## Exercise description:
The lines below starting at the line containing "shelf and provide bounding boxes." and ending at the line containing "section and provide bounding boxes." are to be repeated exactly, with both ends kept and nothing else added.

## Referring expression grounding data:

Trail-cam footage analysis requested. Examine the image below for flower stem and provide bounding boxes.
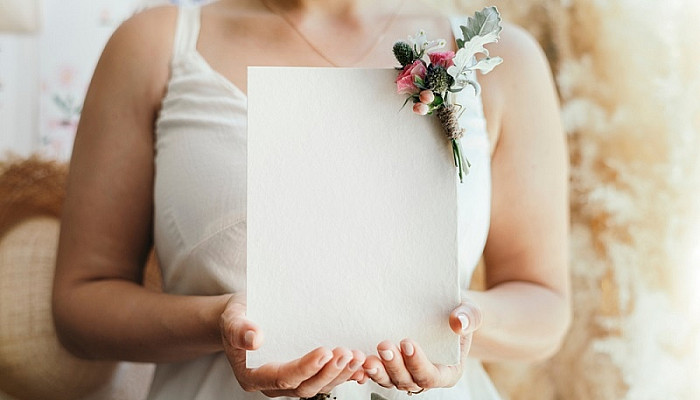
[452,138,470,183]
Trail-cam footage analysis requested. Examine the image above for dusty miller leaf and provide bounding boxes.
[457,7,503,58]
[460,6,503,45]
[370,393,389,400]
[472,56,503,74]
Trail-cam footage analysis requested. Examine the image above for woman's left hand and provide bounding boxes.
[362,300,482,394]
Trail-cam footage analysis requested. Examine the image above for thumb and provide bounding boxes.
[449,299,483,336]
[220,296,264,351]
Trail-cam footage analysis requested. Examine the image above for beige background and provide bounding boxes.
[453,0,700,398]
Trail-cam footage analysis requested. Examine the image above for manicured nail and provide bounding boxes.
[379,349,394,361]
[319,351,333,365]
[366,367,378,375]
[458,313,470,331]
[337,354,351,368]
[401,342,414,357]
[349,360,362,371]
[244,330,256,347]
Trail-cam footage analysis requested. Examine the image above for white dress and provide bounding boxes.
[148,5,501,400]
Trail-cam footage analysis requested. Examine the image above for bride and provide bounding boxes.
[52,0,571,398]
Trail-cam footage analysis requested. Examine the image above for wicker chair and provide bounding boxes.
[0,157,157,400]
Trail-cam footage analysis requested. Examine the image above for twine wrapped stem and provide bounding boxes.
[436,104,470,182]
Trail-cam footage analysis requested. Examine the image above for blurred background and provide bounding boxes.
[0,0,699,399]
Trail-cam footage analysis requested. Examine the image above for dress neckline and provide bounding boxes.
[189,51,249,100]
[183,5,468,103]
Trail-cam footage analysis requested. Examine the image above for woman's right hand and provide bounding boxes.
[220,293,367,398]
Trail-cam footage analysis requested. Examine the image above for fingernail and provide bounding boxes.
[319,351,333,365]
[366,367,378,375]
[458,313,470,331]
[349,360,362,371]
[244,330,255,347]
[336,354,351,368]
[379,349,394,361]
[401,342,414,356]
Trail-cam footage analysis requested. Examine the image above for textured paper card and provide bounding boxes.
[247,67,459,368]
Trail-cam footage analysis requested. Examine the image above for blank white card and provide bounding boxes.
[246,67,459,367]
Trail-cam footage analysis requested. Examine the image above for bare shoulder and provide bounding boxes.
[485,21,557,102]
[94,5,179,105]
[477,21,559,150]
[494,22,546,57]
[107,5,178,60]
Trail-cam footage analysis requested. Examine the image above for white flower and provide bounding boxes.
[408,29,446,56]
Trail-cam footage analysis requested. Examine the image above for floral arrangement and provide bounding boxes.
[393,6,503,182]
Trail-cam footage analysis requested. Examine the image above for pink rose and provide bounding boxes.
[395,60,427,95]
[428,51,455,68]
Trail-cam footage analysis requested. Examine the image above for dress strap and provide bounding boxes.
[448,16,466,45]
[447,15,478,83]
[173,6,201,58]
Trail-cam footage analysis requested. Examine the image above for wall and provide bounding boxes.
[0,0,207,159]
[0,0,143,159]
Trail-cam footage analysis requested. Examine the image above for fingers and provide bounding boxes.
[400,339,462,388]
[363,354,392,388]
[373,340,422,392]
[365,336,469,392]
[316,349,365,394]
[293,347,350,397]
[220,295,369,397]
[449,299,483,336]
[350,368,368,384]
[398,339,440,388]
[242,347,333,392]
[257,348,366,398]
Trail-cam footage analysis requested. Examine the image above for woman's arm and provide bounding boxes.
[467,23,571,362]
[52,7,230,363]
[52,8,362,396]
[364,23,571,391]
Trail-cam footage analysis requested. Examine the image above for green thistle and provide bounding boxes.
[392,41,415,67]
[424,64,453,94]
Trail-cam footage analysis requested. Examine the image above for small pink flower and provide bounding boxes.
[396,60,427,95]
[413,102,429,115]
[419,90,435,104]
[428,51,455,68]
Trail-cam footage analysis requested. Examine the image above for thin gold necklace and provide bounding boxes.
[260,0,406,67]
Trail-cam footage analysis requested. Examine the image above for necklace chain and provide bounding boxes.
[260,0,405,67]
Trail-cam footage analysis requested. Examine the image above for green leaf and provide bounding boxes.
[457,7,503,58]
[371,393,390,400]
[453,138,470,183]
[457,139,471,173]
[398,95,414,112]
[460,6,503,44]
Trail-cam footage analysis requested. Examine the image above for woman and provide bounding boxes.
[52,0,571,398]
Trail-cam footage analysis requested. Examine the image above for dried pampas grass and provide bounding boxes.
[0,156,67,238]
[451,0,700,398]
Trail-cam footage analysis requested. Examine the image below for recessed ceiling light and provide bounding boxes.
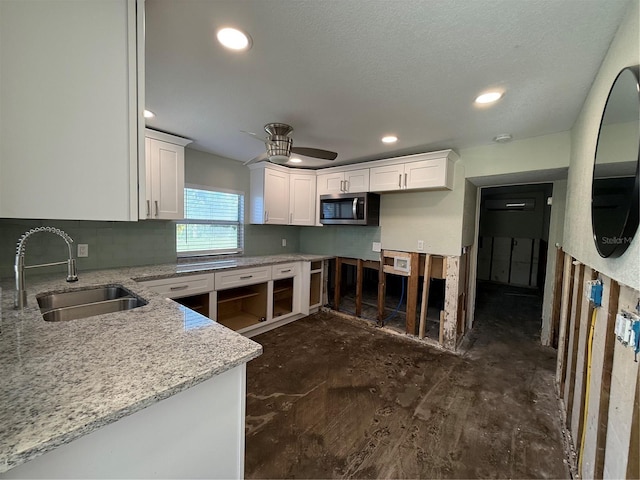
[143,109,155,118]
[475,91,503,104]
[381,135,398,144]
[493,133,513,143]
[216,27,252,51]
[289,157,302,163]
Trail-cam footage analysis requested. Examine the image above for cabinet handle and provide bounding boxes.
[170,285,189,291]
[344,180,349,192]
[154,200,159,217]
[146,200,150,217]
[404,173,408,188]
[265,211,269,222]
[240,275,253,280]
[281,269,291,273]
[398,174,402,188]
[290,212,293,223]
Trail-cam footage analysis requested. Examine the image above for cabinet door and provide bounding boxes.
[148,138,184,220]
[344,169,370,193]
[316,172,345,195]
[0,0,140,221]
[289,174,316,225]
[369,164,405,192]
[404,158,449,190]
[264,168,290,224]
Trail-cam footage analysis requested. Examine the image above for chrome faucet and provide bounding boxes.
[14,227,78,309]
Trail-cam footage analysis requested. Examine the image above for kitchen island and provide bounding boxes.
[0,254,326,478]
...
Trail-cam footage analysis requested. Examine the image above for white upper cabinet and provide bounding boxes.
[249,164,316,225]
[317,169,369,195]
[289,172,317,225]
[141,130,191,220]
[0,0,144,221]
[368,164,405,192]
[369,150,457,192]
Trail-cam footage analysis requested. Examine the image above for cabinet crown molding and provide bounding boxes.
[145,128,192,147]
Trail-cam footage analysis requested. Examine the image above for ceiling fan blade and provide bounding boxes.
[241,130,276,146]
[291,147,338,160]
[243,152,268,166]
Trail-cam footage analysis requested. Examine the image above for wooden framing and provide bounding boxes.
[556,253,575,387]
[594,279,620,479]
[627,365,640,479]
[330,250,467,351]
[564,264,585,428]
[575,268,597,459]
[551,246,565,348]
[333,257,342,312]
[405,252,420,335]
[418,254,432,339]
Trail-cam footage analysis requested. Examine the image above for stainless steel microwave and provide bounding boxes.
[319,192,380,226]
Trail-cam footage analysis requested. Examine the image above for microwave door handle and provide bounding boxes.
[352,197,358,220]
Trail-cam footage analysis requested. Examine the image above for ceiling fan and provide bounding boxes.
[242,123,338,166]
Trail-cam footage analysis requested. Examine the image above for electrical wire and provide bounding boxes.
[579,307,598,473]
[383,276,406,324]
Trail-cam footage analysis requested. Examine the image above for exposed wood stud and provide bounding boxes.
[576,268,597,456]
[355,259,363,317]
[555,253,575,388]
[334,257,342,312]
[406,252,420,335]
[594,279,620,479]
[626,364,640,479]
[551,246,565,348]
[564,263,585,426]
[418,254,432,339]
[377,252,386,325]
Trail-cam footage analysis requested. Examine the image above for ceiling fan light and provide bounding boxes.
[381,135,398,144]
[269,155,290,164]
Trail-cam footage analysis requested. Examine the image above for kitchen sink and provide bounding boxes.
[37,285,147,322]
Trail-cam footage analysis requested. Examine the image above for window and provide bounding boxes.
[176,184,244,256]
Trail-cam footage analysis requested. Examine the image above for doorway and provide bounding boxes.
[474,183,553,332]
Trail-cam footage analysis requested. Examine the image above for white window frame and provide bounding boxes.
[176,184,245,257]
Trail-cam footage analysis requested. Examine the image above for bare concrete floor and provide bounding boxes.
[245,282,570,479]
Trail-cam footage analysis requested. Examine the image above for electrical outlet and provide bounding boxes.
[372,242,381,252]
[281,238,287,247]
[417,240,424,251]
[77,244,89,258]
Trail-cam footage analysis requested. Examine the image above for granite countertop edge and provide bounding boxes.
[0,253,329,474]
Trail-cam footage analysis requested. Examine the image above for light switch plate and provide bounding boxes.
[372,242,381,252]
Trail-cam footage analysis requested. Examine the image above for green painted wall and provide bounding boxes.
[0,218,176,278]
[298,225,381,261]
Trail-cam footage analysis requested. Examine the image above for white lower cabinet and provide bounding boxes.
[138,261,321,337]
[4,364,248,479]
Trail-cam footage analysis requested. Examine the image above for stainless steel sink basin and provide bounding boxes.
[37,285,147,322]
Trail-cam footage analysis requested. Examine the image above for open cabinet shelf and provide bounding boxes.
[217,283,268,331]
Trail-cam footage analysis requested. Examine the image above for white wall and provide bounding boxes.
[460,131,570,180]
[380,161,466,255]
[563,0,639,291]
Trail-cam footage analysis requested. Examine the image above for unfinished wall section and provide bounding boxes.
...
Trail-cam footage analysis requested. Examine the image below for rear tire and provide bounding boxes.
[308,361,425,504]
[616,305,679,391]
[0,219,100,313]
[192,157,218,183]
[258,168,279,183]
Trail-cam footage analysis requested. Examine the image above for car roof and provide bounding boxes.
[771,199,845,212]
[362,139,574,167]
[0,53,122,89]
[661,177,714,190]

## Task result:
Trail-cam footage analysis requested. Examine the image above for open cabinet shelf and provide bounding boxes.
[217,283,268,331]
Trail-cam footage analysis requested. Examine the image above for white wall and provide bounding boxes.
[460,131,570,180]
[380,161,466,255]
[563,0,639,291]
Trail-cam footage analysis requested. Examine the image above for unfinished wall section and provide bounding boxes.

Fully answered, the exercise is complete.